#### REQUIRED ACTIONS
a. Turn every line of the stored data listing into a Markdown table with the columns "Row" and "Line", numbering each line and skipping blank ones. Leave the pictures out of the table.
b. Continue the Scrapy question about scraping reviews that JavaScript loads onto the dispensary page, starting after its last sentence.

I am trying to crawl this page https://www.stickyguide.com/dispensaries/leaf-lab/ using scrapy. I am now having trouble crawling reviews from this page for a long time. If any one has any experience dealing with Ajax or Javascript, please share your thoughts.
1) I can easily get the Xpath for the review:
response.xpath('//*[@id="reviews_section"]/div')
However, I believe the review part of the page is loaded by javascript. Every time when I crawled this page, I got the following value of Xpath:
<Selector xpath='//*[@id="reviews_section"]/div' data=u'<div id="loader">\n<div class="loader"></'>
If there any method I can use to assure that scrapy crawls before javascript has been loaded? When I looked up the method online, using selenium package may be a solution, but it may be not efficient.

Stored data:
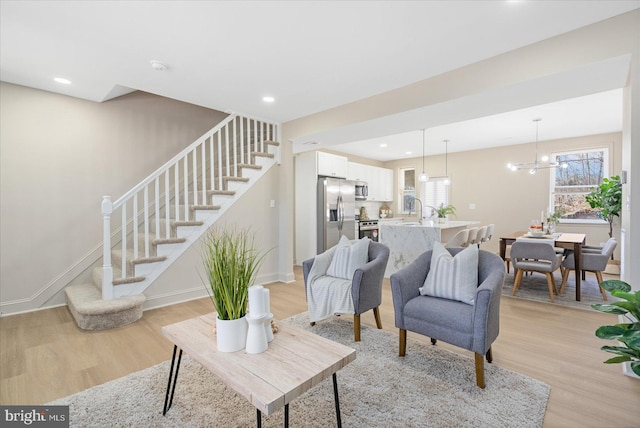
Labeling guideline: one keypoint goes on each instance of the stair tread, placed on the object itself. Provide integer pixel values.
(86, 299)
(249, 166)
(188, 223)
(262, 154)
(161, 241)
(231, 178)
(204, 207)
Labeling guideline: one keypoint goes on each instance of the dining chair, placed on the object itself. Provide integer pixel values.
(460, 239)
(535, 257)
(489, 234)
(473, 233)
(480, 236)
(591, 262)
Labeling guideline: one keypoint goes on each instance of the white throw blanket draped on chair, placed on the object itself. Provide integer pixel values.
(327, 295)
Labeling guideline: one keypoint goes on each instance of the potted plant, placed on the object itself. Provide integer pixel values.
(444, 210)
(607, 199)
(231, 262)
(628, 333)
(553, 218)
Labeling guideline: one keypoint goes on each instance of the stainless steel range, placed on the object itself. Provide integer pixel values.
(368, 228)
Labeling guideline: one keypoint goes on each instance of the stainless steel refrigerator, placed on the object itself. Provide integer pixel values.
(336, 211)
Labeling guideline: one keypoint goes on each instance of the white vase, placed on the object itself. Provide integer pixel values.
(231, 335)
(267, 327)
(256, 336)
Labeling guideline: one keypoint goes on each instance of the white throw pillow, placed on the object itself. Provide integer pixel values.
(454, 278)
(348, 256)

#### RESULTS
a.
| Row | Line |
|---|---|
| 1 | Labeling guideline: one keypoint goes on each instance of the stair tread, placed on the object itself. Provide integer pixel values. |
| 2 | (86, 299) |
| 3 | (249, 166) |
| 4 | (188, 223) |
| 5 | (262, 154) |
| 6 | (161, 241) |
| 7 | (231, 178) |
| 8 | (204, 207) |
| 9 | Labeling guideline: one keypoint goes on each instance of the dining chair, placed on the object itself. Provide integer pixel values. |
| 10 | (460, 239) |
| 11 | (535, 257) |
| 12 | (489, 234) |
| 13 | (473, 233) |
| 14 | (480, 236) |
| 15 | (591, 262) |
| 16 | Labeling guideline: one keypoint goes on each instance of the white throw blanket draped on chair, placed on the object itself. Provide integer pixel values. |
| 17 | (327, 295) |
| 18 | Labeling guideline: one keypoint goes on each instance of the potted plant, placed on the object itself. Provide integer pixel values. |
| 19 | (444, 210) |
| 20 | (607, 199) |
| 21 | (231, 262) |
| 22 | (628, 333) |
| 23 | (553, 218) |
| 24 | Labeling guideline: one keypoint goes on each instance of the stainless steel range, placed on the object itself. Provide integer pixel values. |
| 25 | (368, 228) |
| 26 | Labeling guideline: one keypoint goes on each instance of the stainless steel refrigerator, placed on the object itself. Provide integer pixel values. |
| 27 | (336, 211) |
| 28 | Labeling guideline: one keypoint goes on each instance of the white vase, placed on the object itself. Provide integer pixel values. |
| 29 | (231, 335) |
| 30 | (267, 327) |
| 31 | (256, 336) |
| 32 | Labeling guideline: one keypoint goes on each instance of the white throw pillow, placed on the object itself. Provide integer pixel values. |
| 33 | (454, 278) |
| 34 | (348, 256) |

b.
2) Another problem I met is that I only want to crawl the data from dispensaries. I need to choose the option "VIEW: Dispensary Only" from the dropdown menu next to the Review module. I took a look at the HTML code and it tends out to be an Ajax object.
<select id="sort" name="sort" onchange="new Ajax.Request('/update_reviews_section/2487', {asynchronous:true, evalScripts:true, parameters:'sort_by=' + $('sort').value + '&authenticity_token=' + encodeURIComponent('69BgJpnnj0tx/0lYwjIk75iFj0/l2R9EDj1No1FJX9o=')})">
If there any method I can use to request the content of the option "VIEW: Dispensary Only"? I have tried a lot of methods on stackoverflow but I still can't work this out.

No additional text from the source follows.